- Texte fourni -

Leader et management d'équipe, la fausse bonne idée
Pour bon nombre d'intervenants du monde du management, le leader, autoritaire par nature, serait la solution idéale pour manager une équipe ou une entreprise. Dans leur imaginaire, ils voient au travers du leadership un chef nécessairement hors du commun puisqu'il doit disposer d'un charisme quasi christique et donc nécessairement autoritaire. C'est faire bien peu cas de la personnalité, de la singularité et des ambitions de chacun des individus que l'on souhaite voir ainsi bien aligné dans l'attente confiante et prometteuse des directives de leur leader.
Synthèse :
Le monde de l'entreprise perpétue le modèle de l'homo oeconomicus. C'est-à-dire le dirigeant, le "chef" est
omniscient, il sait tout et
omnipotent, il peut tout. Et si en plus il est gentil et
bienveillant, et doté comme il se doit d'un charisme christique, ça y est! On le tient notre leader !
Bon après, ce n'est la pas meilleure voie, et c'est peu dire, pour accéder à l'intelligence collective. Celle-ci ne peut être opérationnelle qu'à la condition que la personnalité de chacun des membres de l'équipe soit bien valorisée. C'est l'unique moyen de construire des échanges productifs.
Et pourtant, le monde de l'entreprise maintient et nourrit sans relâche le culte du "leader". Si l'on procède ainsi, c'est évidemment pour assurer la continuité du principe hiérarchique ultra autoritaire et supposément parfaitement ordonné (une véritable chimère qui a la vie dure !). De toute façon, les salariés ont intérêt à être heureux, ils ont un "bon" chef...😉
En fait il ne s'agit pas de critiquer le rôle du manager mais bien de changer ses attributions. Dans une équipe où les compétences sont multiples, il ne peut pas mettre en exercice son autorité de compétence pour tous les domaines.
En revanche pour assurer les exigences d'un management efficace et en phase avec notre époque, il doit être compétent pour bien synchroniser les tâches et les acteurs, conduire les consensus de prise de décisions, gérer les conflits sans les étouffer, protéger l'équipe des perturbateurs extérieurs et enfin last but not least, entretenir de précieuses relations avec l'extérieur de l'équipe pour sortir la tête du guidon et voir un peu plus avant afin d'anticiper les éventuels obstacles et de prévenir es éventuels revirement.
On le voit ce n'est pas une sinécure, et le leadership et le charisme n'a rien à voir la dedans. Développons...
Le troisième mythe est celui de l'importance du leader
individuel. Les événements de l'histoire ne seraient que
le reflet d'intentions humaines. d'interactions entre les projets d'individus
identifiables.

- Données recueillies -
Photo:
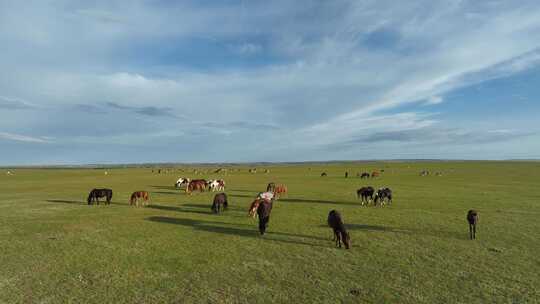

- Travail à faire -
D'après le texte sur le leader et le management d'équipe, à quelle condition l'intelligence collective peut-elle être opérationnelle ?

- Corrigé de l'exercice -
Elle ne peut être opérationnelle qu'à la condition que la personnalité de chacun des membres de l'équipe soit bien valorisée.